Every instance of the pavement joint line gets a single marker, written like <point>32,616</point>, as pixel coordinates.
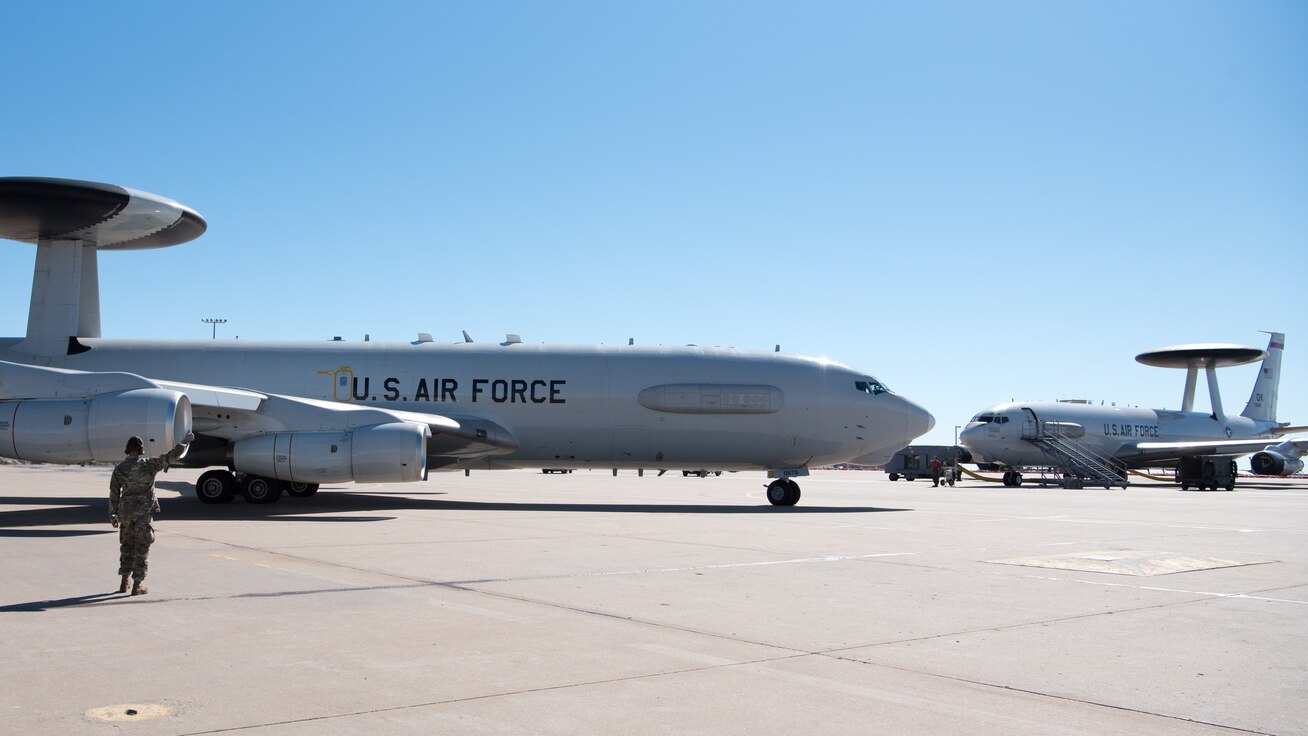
<point>1205,595</point>
<point>504,694</point>
<point>1057,697</point>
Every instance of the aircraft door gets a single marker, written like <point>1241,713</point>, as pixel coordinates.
<point>1030,424</point>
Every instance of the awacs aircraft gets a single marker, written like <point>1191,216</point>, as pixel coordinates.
<point>1098,443</point>
<point>288,416</point>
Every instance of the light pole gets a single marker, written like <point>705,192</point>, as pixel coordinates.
<point>215,322</point>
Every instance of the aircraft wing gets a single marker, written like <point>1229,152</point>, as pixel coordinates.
<point>109,407</point>
<point>1171,450</point>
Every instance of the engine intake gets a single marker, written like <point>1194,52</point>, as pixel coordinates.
<point>1268,463</point>
<point>389,452</point>
<point>84,430</point>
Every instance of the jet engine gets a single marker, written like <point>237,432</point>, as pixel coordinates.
<point>1270,463</point>
<point>387,452</point>
<point>96,429</point>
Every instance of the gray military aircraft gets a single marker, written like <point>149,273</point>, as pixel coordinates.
<point>1100,442</point>
<point>274,416</point>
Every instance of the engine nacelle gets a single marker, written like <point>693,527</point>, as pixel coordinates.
<point>96,429</point>
<point>1269,463</point>
<point>390,452</point>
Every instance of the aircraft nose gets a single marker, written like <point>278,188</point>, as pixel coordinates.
<point>917,421</point>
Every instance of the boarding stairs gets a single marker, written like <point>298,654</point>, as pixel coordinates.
<point>1082,466</point>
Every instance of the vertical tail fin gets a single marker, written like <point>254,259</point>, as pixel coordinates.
<point>1262,401</point>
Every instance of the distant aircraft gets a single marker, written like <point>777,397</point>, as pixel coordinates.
<point>276,417</point>
<point>1095,445</point>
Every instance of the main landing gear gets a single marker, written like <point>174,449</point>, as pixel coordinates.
<point>782,492</point>
<point>221,486</point>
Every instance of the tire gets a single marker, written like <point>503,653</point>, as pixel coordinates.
<point>258,489</point>
<point>782,492</point>
<point>300,489</point>
<point>216,486</point>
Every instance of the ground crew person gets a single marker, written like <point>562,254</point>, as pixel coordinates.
<point>132,507</point>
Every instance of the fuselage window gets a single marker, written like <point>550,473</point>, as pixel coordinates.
<point>871,386</point>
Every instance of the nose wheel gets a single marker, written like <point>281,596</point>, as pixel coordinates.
<point>782,492</point>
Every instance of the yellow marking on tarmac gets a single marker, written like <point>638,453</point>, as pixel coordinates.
<point>979,476</point>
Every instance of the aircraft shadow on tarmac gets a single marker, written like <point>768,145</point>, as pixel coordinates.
<point>327,506</point>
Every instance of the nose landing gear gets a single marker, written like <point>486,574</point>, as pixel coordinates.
<point>784,492</point>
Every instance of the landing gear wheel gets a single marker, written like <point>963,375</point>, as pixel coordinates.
<point>258,489</point>
<point>782,492</point>
<point>216,486</point>
<point>300,489</point>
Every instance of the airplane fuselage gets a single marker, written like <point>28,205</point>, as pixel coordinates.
<point>567,407</point>
<point>1001,433</point>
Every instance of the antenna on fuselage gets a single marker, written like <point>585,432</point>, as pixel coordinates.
<point>69,221</point>
<point>1210,357</point>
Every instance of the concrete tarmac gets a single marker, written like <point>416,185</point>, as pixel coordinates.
<point>525,603</point>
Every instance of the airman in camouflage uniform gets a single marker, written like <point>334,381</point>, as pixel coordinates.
<point>132,507</point>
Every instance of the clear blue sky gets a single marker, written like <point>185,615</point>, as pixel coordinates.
<point>973,201</point>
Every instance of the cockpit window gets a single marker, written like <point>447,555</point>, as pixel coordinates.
<point>871,386</point>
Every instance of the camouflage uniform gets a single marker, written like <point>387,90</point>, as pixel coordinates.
<point>132,503</point>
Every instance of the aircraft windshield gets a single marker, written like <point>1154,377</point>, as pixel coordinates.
<point>871,386</point>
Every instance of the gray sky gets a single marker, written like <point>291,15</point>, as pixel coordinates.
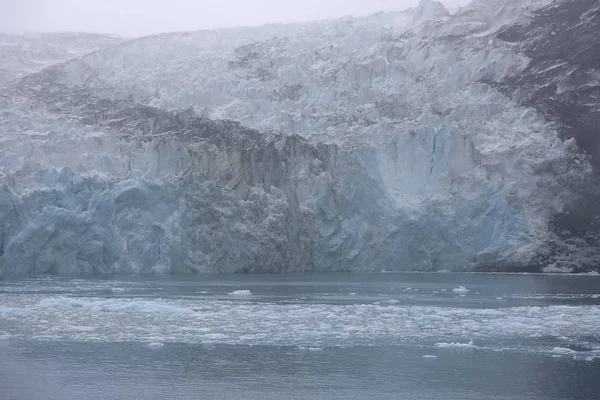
<point>144,17</point>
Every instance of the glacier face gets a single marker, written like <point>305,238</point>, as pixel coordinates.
<point>364,144</point>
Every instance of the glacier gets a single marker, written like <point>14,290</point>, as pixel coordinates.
<point>387,142</point>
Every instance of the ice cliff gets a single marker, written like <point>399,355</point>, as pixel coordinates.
<point>397,141</point>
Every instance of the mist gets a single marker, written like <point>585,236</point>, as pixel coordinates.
<point>147,17</point>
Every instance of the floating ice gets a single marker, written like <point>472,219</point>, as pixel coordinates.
<point>114,305</point>
<point>241,293</point>
<point>461,290</point>
<point>563,351</point>
<point>455,345</point>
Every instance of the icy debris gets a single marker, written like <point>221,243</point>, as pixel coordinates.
<point>241,293</point>
<point>114,305</point>
<point>461,290</point>
<point>553,269</point>
<point>433,318</point>
<point>455,345</point>
<point>563,351</point>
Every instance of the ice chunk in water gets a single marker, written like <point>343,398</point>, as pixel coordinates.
<point>461,290</point>
<point>241,293</point>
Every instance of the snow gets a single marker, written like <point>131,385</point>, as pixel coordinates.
<point>374,136</point>
<point>461,290</point>
<point>563,351</point>
<point>219,321</point>
<point>241,293</point>
<point>553,269</point>
<point>113,305</point>
<point>455,345</point>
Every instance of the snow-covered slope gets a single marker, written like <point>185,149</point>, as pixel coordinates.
<point>21,55</point>
<point>383,142</point>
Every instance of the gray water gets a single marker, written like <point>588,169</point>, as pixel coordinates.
<point>338,336</point>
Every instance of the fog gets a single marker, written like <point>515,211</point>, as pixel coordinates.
<point>145,17</point>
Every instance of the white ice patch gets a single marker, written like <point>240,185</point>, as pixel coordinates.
<point>553,269</point>
<point>433,318</point>
<point>563,351</point>
<point>241,293</point>
<point>205,320</point>
<point>456,345</point>
<point>113,305</point>
<point>461,290</point>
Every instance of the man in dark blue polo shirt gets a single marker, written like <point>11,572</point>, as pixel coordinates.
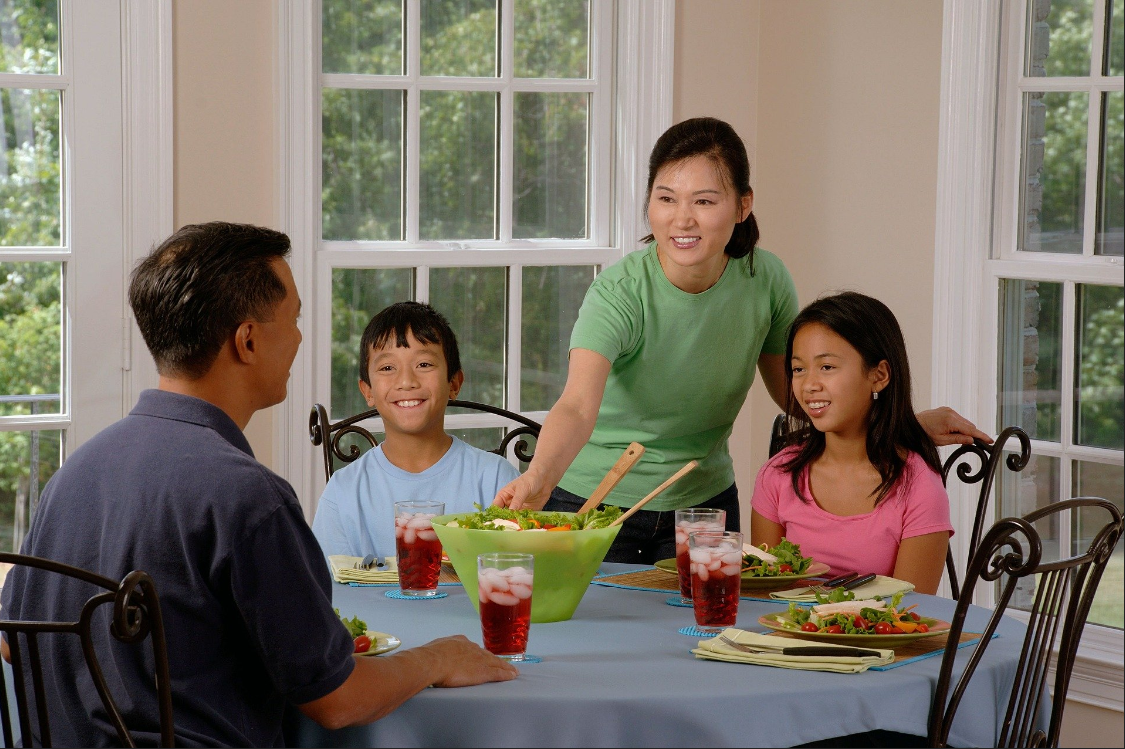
<point>173,489</point>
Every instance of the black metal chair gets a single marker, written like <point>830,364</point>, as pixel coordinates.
<point>323,433</point>
<point>135,617</point>
<point>1010,552</point>
<point>989,457</point>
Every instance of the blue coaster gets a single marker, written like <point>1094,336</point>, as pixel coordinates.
<point>399,596</point>
<point>675,601</point>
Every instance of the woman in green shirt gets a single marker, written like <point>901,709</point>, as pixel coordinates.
<point>664,349</point>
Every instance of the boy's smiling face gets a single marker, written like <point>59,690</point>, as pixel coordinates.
<point>410,386</point>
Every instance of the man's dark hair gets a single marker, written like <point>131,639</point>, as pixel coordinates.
<point>199,286</point>
<point>719,143</point>
<point>423,321</point>
<point>871,328</point>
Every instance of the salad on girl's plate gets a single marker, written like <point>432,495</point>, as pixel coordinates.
<point>783,559</point>
<point>503,519</point>
<point>848,620</point>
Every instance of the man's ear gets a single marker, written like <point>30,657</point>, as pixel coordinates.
<point>455,385</point>
<point>245,343</point>
<point>368,393</point>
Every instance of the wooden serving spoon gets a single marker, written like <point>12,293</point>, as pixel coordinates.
<point>624,463</point>
<point>675,477</point>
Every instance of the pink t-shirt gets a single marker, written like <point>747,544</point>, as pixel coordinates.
<point>863,543</point>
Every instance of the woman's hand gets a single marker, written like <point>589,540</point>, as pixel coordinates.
<point>523,493</point>
<point>946,426</point>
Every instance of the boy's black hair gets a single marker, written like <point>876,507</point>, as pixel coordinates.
<point>871,328</point>
<point>194,290</point>
<point>423,321</point>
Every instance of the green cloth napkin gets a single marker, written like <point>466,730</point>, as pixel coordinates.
<point>343,570</point>
<point>716,649</point>
<point>881,587</point>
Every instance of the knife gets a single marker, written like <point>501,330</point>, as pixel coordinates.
<point>863,579</point>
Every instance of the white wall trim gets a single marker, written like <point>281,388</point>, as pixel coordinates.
<point>645,61</point>
<point>147,97</point>
<point>298,168</point>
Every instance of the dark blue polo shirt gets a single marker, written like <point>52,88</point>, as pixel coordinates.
<point>173,489</point>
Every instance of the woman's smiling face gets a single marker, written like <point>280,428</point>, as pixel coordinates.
<point>693,211</point>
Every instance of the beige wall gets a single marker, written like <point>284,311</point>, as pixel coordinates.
<point>223,152</point>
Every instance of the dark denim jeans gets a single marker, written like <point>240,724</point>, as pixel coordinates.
<point>649,535</point>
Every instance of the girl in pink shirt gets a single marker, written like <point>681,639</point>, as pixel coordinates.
<point>860,486</point>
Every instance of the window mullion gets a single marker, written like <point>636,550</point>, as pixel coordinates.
<point>412,150</point>
<point>506,123</point>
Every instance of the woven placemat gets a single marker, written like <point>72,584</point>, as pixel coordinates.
<point>911,651</point>
<point>656,579</point>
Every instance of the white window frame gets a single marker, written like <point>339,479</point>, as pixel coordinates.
<point>977,161</point>
<point>636,109</point>
<point>116,151</point>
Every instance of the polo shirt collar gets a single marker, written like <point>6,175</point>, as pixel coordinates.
<point>162,404</point>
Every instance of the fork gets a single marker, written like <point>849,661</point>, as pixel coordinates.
<point>367,561</point>
<point>824,651</point>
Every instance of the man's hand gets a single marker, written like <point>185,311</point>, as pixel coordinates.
<point>524,492</point>
<point>468,664</point>
<point>946,426</point>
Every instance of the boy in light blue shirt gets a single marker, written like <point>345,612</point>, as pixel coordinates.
<point>410,370</point>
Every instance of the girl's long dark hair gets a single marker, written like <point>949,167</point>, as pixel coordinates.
<point>871,328</point>
<point>707,136</point>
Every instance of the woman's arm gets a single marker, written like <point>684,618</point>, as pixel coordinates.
<point>567,427</point>
<point>921,560</point>
<point>765,531</point>
<point>772,368</point>
<point>946,426</point>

▬▬▬

**Written exercise**
Copy the rows word for word, from the beginning of the rows through the line containing "<point>1262,401</point>", including that line. Leave the pictures out of your copy.

**The completed task**
Every instance of the pavement joint line gets a single marker, written like <point>32,616</point>, as pixel coordinates.
<point>1205,595</point>
<point>504,694</point>
<point>1057,697</point>
Every instance of the aircraft door gets a single marker, written like <point>1241,713</point>, as pixel coordinates.
<point>1030,424</point>
Every instance of the awacs aircraft gets a single marker, written like <point>1191,216</point>, as pixel coordinates.
<point>1098,443</point>
<point>288,416</point>
Every instance of the light pole gets a single marker, written like <point>705,192</point>, as pixel coordinates.
<point>215,322</point>
Every instance of the aircraft wing gets a single marker, written like <point>1229,152</point>, as pixel coordinates.
<point>109,407</point>
<point>1171,450</point>
Every instance of the engine intake gets a single marker, written like <point>1194,52</point>, as pixel coordinates.
<point>1268,463</point>
<point>389,452</point>
<point>84,430</point>
Every instance of the jet engine gets a single marker, written like <point>237,432</point>, as pixel coordinates.
<point>1270,463</point>
<point>387,452</point>
<point>96,429</point>
Every instance of the gray military aircraft gets a single marker, written like <point>149,273</point>, as pixel coordinates.
<point>1100,442</point>
<point>274,416</point>
Every instance of the engine nacelle gets a single marker, written like <point>693,527</point>, as pixel coordinates.
<point>96,429</point>
<point>1269,463</point>
<point>390,452</point>
Every instance of the aircraft nose gets a single marker, written like <point>278,188</point>, as pixel coordinates.
<point>917,421</point>
Every instance of the boarding stairs gets a single marker, written like <point>298,654</point>, as pixel coordinates.
<point>1082,466</point>
Every instance of the vertical tail fin gets a single marker, written like <point>254,259</point>, as pixel coordinates.
<point>1262,401</point>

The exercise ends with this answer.